- Problem -
Reproduce everything from the start of the data down to the line containing "M200 76L189 76L189", substituting "all instances" for "every instance" and leaving all else unchanged. Omit the pictures from your answer.
※ ※ ※
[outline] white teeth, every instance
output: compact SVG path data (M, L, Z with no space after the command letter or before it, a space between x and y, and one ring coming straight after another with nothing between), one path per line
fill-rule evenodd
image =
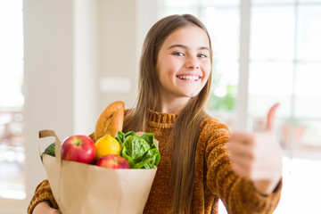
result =
M199 79L199 77L198 77L198 76L181 75L181 76L178 76L178 78L179 78L180 79L193 80L193 81L196 81L196 80Z

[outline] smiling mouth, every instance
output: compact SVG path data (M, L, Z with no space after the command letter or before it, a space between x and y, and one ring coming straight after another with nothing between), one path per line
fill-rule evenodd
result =
M200 76L189 76L189 75L179 75L177 76L178 78L183 79L183 80L188 80L188 81L197 81L199 80L201 78Z

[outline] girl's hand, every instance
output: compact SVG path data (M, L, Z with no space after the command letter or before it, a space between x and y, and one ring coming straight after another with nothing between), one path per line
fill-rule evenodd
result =
M263 133L235 132L227 144L232 169L253 182L262 194L269 194L282 177L283 151L274 127L275 114L279 103L268 114Z
M50 207L49 202L42 202L36 205L32 214L62 214L60 210Z

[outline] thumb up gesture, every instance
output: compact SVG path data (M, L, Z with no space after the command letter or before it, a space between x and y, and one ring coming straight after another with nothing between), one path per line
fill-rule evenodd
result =
M234 132L227 143L234 172L251 180L262 194L271 193L282 177L283 151L274 121L278 106L269 110L263 133Z

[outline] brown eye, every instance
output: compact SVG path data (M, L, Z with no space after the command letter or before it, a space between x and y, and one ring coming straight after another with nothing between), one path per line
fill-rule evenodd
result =
M181 52L175 52L175 53L173 54L173 55L177 55L177 56L184 56L184 54L183 54L183 53L181 53Z
M198 54L198 55L197 55L197 57L200 57L200 58L206 58L206 57L207 57L207 55L205 55L205 54Z

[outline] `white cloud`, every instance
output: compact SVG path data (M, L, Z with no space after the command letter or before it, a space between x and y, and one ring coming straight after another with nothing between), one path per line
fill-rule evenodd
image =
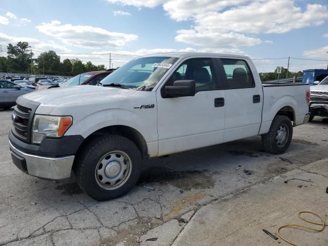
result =
M107 2L138 8L162 6L171 18L177 21L191 19L194 22L190 30L178 31L176 41L211 47L254 45L261 43L261 40L245 34L283 33L293 29L322 25L328 19L327 6L308 4L302 10L295 4L296 0ZM233 36L236 37L236 40L233 40Z
M8 11L7 12L7 14L6 14L6 16L7 17L8 17L8 18L10 18L11 19L16 19L17 18L17 16L16 16L15 14L13 14L12 13Z
M198 15L195 29L214 32L282 33L323 24L328 19L327 12L327 6L318 4L308 4L302 12L301 8L295 6L294 0L258 0L223 12Z
M165 2L163 8L170 16L173 19L181 21L197 18L198 15L211 13L228 7L241 5L251 0L170 0Z
M130 5L140 8L146 7L154 8L165 3L165 0L107 0L111 4L120 4L123 5Z
M0 24L2 25L8 25L9 20L5 16L2 16L0 15Z
M89 49L122 47L138 38L135 34L112 32L91 26L61 25L58 20L43 23L35 27L40 32L57 38L66 45Z
M178 35L175 38L176 41L197 46L237 48L240 46L253 46L261 43L259 38L247 37L243 34L234 32L200 33L191 29L180 30L177 33Z
M328 46L313 50L305 50L303 55L309 58L326 59L328 60Z
M131 15L131 14L130 14L128 12L124 12L124 11L121 11L120 10L114 10L113 11L113 13L114 14L114 16L116 15Z
M59 52L68 52L70 50L64 47L62 45L56 44L54 42L50 40L47 43L40 41L36 38L25 37L13 37L4 33L0 33L0 46L7 47L9 43L15 45L19 41L28 42L33 50L55 50Z
M20 18L20 21L24 23L30 23L32 20L27 18Z
M27 18L18 18L15 14L9 11L7 12L6 16L10 19L14 20L14 23L15 24L15 26L26 26L27 23L29 23L32 21Z

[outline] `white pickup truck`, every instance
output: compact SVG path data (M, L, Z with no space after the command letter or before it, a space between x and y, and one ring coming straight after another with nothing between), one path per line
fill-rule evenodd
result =
M165 53L136 58L101 80L17 100L9 134L13 163L51 179L74 173L105 200L128 192L142 159L261 135L289 147L308 122L310 87L263 84L247 56Z

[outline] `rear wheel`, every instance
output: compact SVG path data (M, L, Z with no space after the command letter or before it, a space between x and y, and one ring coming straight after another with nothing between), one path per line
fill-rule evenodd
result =
M78 157L75 171L82 190L104 201L127 193L138 181L141 156L130 139L117 135L94 138Z
M287 116L276 115L268 133L262 135L264 150L273 154L282 154L289 147L293 137L293 125Z

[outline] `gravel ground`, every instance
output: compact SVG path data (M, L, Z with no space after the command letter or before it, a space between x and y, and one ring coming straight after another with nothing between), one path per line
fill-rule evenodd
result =
M41 180L14 166L7 136L12 112L0 110L0 245L143 244L145 234L165 222L179 230L188 212L328 157L328 124L316 117L294 129L284 154L262 152L255 137L148 160L131 192L98 202L74 179Z

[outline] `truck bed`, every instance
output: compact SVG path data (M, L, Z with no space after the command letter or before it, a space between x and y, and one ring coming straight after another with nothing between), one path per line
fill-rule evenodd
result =
M303 83L266 83L265 82L262 82L262 85L263 87L276 87L278 86L309 86L306 84Z

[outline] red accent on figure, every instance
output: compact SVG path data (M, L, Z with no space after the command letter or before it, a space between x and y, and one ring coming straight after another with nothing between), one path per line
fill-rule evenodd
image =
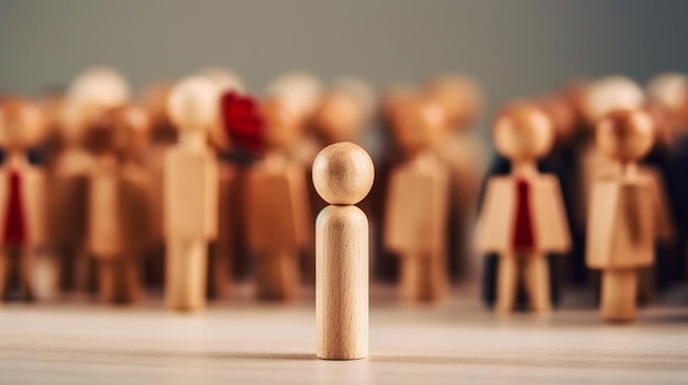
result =
M514 251L529 252L535 248L535 235L533 234L533 220L531 218L531 186L525 179L517 180L517 206L513 226Z
M10 185L2 239L5 246L23 246L26 242L26 220L22 202L22 180L16 170L11 170L8 179Z
M224 131L238 147L260 152L265 147L264 121L251 97L230 91L222 95L220 110Z

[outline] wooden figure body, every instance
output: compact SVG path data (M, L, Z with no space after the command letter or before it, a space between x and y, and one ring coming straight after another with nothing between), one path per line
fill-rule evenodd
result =
M397 124L397 139L408 159L389 177L385 247L400 258L400 295L434 301L448 292L446 224L450 177L432 148L445 115L433 102L415 98Z
M215 86L218 100L223 104L222 95L244 92L243 81L238 76L220 67L208 68L201 73ZM223 107L223 106L222 106ZM211 244L208 256L208 297L226 296L232 290L233 263L237 254L238 230L238 169L235 160L226 157L232 144L224 131L222 113L218 114L215 124L210 131L210 141L218 165L218 236Z
M13 271L22 297L34 297L34 260L45 246L45 173L29 163L27 149L38 143L43 121L36 106L18 98L0 104L0 146L5 161L0 167L0 297L8 294Z
M447 75L432 79L426 92L447 115L447 125L436 154L450 169L447 269L450 278L458 281L469 278L471 271L477 272L469 257L480 182L487 171L485 155L488 151L474 129L482 110L482 91L468 77Z
M558 181L541 174L535 163L552 148L554 128L540 109L517 104L500 115L492 135L497 150L512 162L508 177L488 181L476 230L477 248L500 258L496 308L511 312L523 282L531 309L548 312L546 256L570 247Z
M143 276L147 287L163 290L165 276L165 236L163 231L163 201L165 154L177 143L177 129L167 114L169 83L146 88L141 105L151 121L149 140L144 151L143 165L151 180L151 214L153 219L151 250L144 260Z
M374 167L352 143L324 148L313 184L330 205L315 225L317 355L355 360L368 354L368 219L356 203L370 191Z
M266 152L245 181L245 224L248 247L256 258L257 295L291 299L299 293L299 256L310 244L312 225L306 170L286 150L302 129L279 99L263 101Z
M87 186L86 250L97 260L99 293L106 303L141 297L141 257L152 241L148 179L133 159L135 140L147 134L142 110L106 111L86 136L93 154Z
M600 150L622 170L595 182L588 212L586 261L589 268L602 270L600 309L610 321L634 318L637 270L654 261L654 182L637 169L654 136L652 117L639 110L610 113L597 126Z
M206 306L208 244L218 235L218 166L206 141L218 116L218 93L202 78L181 81L168 99L179 143L165 156L165 299L177 310Z
M60 109L62 148L48 175L48 238L60 260L63 290L95 291L92 261L86 254L87 193L93 156L84 147L86 134L107 109L129 98L124 78L108 68L93 68L70 84Z

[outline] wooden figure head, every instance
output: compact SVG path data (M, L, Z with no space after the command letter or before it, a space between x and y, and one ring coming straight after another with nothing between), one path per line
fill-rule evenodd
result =
M260 101L266 150L291 146L303 133L306 120L299 110L284 98L268 97Z
M275 79L268 87L267 99L279 99L285 107L301 120L307 120L318 105L322 84L313 75L291 71Z
M141 106L151 121L151 140L160 144L177 141L177 131L167 114L167 99L173 84L160 82L147 87L141 95Z
M576 134L576 114L573 105L561 95L546 97L537 105L550 116L556 141L565 144Z
M633 80L611 76L598 80L586 92L584 113L590 126L612 111L640 107L645 101L643 90Z
M80 143L100 114L129 100L124 77L111 68L92 68L69 86L62 109L60 136L67 143Z
M101 107L123 104L130 98L126 79L112 68L97 67L81 72L69 86L68 98Z
M37 106L7 97L0 103L0 146L10 151L25 151L41 141L45 122Z
M219 94L215 86L202 77L177 83L167 99L167 114L184 135L206 136L218 122Z
M349 205L363 201L374 179L370 156L349 141L323 148L313 162L313 185L330 204Z
M435 146L446 131L447 116L444 109L422 95L401 101L392 117L397 141L408 154L417 154Z
M311 124L328 143L354 140L365 115L364 105L353 94L332 90L321 98Z
M535 161L552 149L552 121L540 107L519 103L504 110L492 129L497 151L511 161Z
M679 72L664 72L647 82L648 99L669 112L680 111L688 97L688 76Z
M96 155L126 157L143 150L151 121L143 109L124 105L103 112L86 134L85 145Z
M655 139L652 116L642 110L612 112L598 123L596 132L600 150L622 163L640 160Z
M482 111L482 89L469 77L445 75L434 78L428 84L428 92L445 110L451 131L469 127Z

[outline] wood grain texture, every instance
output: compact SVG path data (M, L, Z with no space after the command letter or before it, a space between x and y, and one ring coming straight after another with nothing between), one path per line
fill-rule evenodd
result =
M391 172L384 241L402 259L399 288L408 301L435 301L446 294L448 194L448 169L432 155Z
M647 267L654 260L652 180L608 178L595 183L588 213L587 264L592 269Z
M197 310L206 306L208 242L218 235L219 177L215 158L203 147L184 145L165 160L167 306Z
M368 219L353 205L331 205L315 226L317 355L368 355Z
M537 251L565 252L570 234L559 183L554 175L529 175L533 231ZM476 225L476 247L481 252L511 252L515 220L517 177L495 177L487 184L482 212Z
M0 308L7 384L685 384L688 312L675 299L636 322L600 322L585 297L547 318L495 317L470 287L435 306L399 306L373 287L368 360L318 360L312 297L237 301L180 315L159 303L132 308L54 303ZM242 295L240 295L242 294ZM311 293L312 295L312 293ZM672 295L673 297L673 295ZM514 380L515 378L515 380Z
M257 294L263 299L292 299L300 286L299 253L312 239L303 168L287 159L266 159L248 170L244 188Z

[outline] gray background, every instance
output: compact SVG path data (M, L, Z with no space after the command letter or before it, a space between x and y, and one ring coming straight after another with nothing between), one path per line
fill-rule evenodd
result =
M493 109L570 78L688 69L688 1L0 0L0 89L107 64L135 87L209 65L254 92L289 69L381 86L474 75Z

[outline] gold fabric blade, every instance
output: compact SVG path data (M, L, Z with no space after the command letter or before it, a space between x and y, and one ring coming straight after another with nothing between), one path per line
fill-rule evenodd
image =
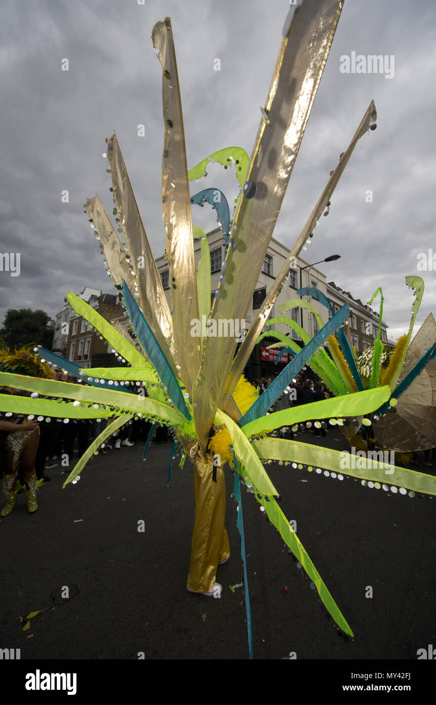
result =
M176 351L170 309L115 134L109 140L107 154L112 172L113 199L130 255L134 278L138 285L139 305L175 374Z
M100 245L115 283L120 286L124 279L130 291L134 292L136 278L129 267L125 250L112 221L98 196L87 200L87 210L99 233Z
M375 110L375 105L374 104L374 101L372 100L368 110L362 118L360 125L354 133L353 139L340 159L337 166L329 178L327 185L318 198L313 210L311 213L306 225L303 228L303 230L295 242L295 244L292 247L287 259L284 262L282 269L276 276L275 281L273 283L273 286L268 292L268 296L266 297L261 309L259 311L259 315L251 324L242 345L238 350L238 353L232 367L232 371L226 384L225 397L223 400L223 405L225 405L227 400L233 393L233 391L237 384L237 381L241 376L241 374L243 372L245 365L248 362L251 351L256 345L256 341L257 341L262 329L265 325L265 321L268 317L268 314L275 303L275 300L282 290L282 287L286 281L289 271L292 266L294 258L298 257L301 252L304 243L309 238L310 233L313 231L313 228L321 217L323 212L325 209L325 207L330 201L332 194L336 188L341 176L342 176L345 167L348 164L349 158L351 156L357 142L369 130L370 123L371 121L375 120L376 118L377 111Z
M200 338L191 336L189 321L199 318L194 238L182 104L169 18L153 28L154 46L163 70L162 99L165 121L162 161L162 207L170 269L174 337L182 359L179 376L192 393L200 367Z
M231 237L236 250L228 251L225 283L212 314L217 320L245 319L342 8L338 0L306 0L282 39L233 221ZM236 345L235 337L206 341L194 390L194 402L206 410L199 429L202 442L216 409L228 403L228 397L222 400L223 391ZM235 386L237 382L235 379Z

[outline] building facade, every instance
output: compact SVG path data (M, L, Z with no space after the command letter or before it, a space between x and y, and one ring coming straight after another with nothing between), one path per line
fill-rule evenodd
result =
M123 314L123 307L118 303L118 294L108 293L86 287L80 294L80 297L106 321L111 322ZM63 315L66 314L64 313ZM93 329L91 324L86 319L79 316L73 310L69 314L68 335L65 357L82 368L96 366L94 364L92 364L92 360L99 362L96 366L102 364L110 367L118 364L115 355L108 352L108 344L100 333ZM111 359L108 359L108 357ZM113 359L112 360L112 358Z
M357 354L361 355L364 350L372 348L378 335L378 314L368 304L362 303L360 299L354 298L349 291L340 289L334 281L329 281L327 285L327 298L332 303L335 313L344 304L349 305L349 316L347 324L344 326L345 332L351 345L356 348ZM331 312L329 312L329 317L331 318ZM387 343L387 328L382 321L382 343Z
※ ※ ※
- Answer to this exercise -
[outline] white teeth, all instances
output: compact SVG path data (M, L, Z with no space after the command letter or before it, a space between x and y, and one ring coming straight after another with nothing between), one path per line
fill-rule evenodd
image =
result =
M199 79L199 77L198 77L198 76L181 75L181 76L178 76L178 78L179 78L180 79L193 80L193 81L196 81L196 80Z

[outline] smiling mouth, all instances
output: compact SVG path data (M, L, Z with no space after the command letter or before it, a space between x and y, and one ring coming straight after another with nothing between), one path per line
fill-rule evenodd
result =
M200 76L189 76L189 75L179 75L177 76L178 78L183 79L183 80L188 80L188 81L197 81L199 80L201 78Z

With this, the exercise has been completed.